Material jetting achieves remarkable precision with ±0.1% dimensional accuracy and can reach tolerances as low as ±0.02 mm. The process works like traditional 2D printers but creates objects layer by layer in three dimensions.
Material jetting stands out as one of the seven additive manufacturing technologies. The process deposits tiny droplets of building material onto a platform. These materials harden under ultraviolet light during the manufacturing process. The technology creates exceptionally detailed, complex parts with layer heights of 16-32 microns and resolution down to 14 microns.
The technology also combines different materials within the same printed part. Users can produce multi-material and multi-color items in a single print volume. The process shows great promise in creating intricate components with integrated functionality. However, some limitations exist. It’s worth mentioning that high costs and UV-activated photopolymers’ tendency to become brittle over time need careful consideration when choosing this manufacturing method.
This piece covers everything in material jetting technology. Readers will learn about its basic process and real-world applications to understand its strengths and limitations in advanced manufacturing.
Understanding the Material Jetting Process
Material jetting works through a droplet deposition system that combines precision mechanics with advanced curing techniques. This technology builds objects layer by layer, which sets it apart from other manufacturing methods.
Step-by-step breakdown of how material jetting works
The process starts when liquid photopolymer resin heats up to temperatures between 30-60°C. This temperature range gives the resin the right thickness to print. The heated material then flows into special printheads mounted on an X-axis carriage that moves across the build platform. These printheads release hundreds of tiny resin droplets in exact patterns based on the digital model.
UV light sources attached to the carriage instantly cure the jetted material right after it lands. This creates a solid first layer. The build platform then drops down by one layer height, usually about 16 microns. This process keeps going until the object is complete. Support structures print at the same time, often using materials that dissolve during cleanup.
Photopolymerization and UV curing mechanism
The heart of material jetting lies in photopolymerization, which turns liquid resins into solid objects. UV light triggers a reaction in the photopolymer droplets. This light makes monomers and oligomers in the liquid connect and harden.
Material jetting uses UV light with wavelengths between 190-400 nm. These wavelengths differ from SLA (355 nm) and DLP (405 nm) technologies. Each layer cures fully before the next one starts. Parts made this way don’t need extra curing time like stereolithography does. The super-thin layers help achieve ideal properties right away.
========
Actions to take.
**a.** Write out the part of the passage on material jetting that begins at the words "Material jetting stands" and stops after the words "this manufacturing method.".
**b.** Continue the passage on material jetting from the point where it ends.
The data that follow are separate material and are not part of the passage on material jetting.

Referring-expression pointing data.
========
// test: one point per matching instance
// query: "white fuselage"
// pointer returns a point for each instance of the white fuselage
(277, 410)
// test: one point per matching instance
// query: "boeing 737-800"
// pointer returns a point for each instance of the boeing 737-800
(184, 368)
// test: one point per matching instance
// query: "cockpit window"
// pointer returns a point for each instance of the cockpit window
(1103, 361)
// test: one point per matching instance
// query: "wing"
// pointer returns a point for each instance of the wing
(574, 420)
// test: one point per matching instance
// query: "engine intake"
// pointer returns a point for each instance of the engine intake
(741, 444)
========
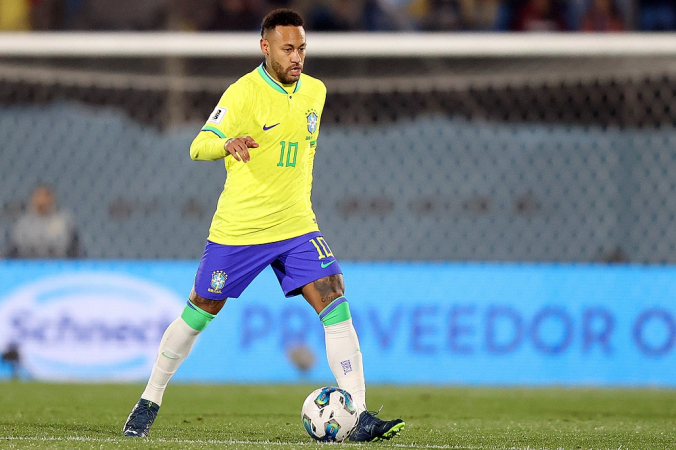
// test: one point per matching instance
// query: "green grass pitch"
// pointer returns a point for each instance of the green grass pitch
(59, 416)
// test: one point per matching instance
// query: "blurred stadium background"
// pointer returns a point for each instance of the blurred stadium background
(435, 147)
========
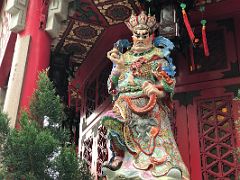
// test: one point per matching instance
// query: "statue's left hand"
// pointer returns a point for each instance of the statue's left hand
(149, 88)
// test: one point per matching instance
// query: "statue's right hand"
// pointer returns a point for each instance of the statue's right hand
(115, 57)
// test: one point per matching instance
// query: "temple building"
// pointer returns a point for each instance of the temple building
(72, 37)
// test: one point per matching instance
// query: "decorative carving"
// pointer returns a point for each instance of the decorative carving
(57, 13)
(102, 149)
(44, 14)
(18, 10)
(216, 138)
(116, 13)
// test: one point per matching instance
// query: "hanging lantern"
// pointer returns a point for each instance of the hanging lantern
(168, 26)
========
List of answers.
**a.**
Material jetting stands out as one of the seven additive manufacturing technologies. The process deposits tiny droplets of building material onto a platform. These materials harden under ultraviolet light during the manufacturing process. The technology creates exceptionally detailed, complex parts with layer heights of 16-32 microns and resolution down to 14 microns.
The technology also combines different materials within the same printed part. Users can produce multi-material and multi-color items in a single print volume. The process shows great promise in creating intricate components with integrated functionality. However, some limitations exist. It’s worth mentioning that high costs and UV-activated photopolymers’ tendency to become brittle over time need careful consideration when choosing this manufacturing method.

**b.**
Line-wise deposition vs point-wise deposition
Material jetting stands out because it deposits material in lines. Other technologies like FDM, SLA, and SLS follow specific paths to build each layer. Material jetting covers the entire print surface in one go.
This approach brings big advantages. Multiple printheads can sit side by side on the same carrier and release different materials at once. This makes complex multi-material and multi-color printing straightforward. The system can also print several objects at the same time because it covers multiple pieces in a single line.
Line-wise printing combined with exact droplet control and instant curing makes material jetting one of the fastest and most accurate 3D printing methods available today.
Key Characteristics of Material Jetting Technology
Material jetting stands out among advanced additive manufacturing techniques because of its exceptional precision capabilities. The technology shines in four critical performance areas that shape its industrial applications.
Layer height and resolution: 16–32 microns
Material jetting creates remarkable detail through its layer thickness control. Layer heights typically range from 16 to 32 microns, while some systems can achieve layer thickness as fine as 13 microns. The precision comes naturally since manufacturers preset most process parameters due to droplet formation’s complex physics. Print heads deposit tiny droplets with resolutions up to 600 x 600 dpi or higher. This results in parts with exceptional surface smoothness right out of the machine.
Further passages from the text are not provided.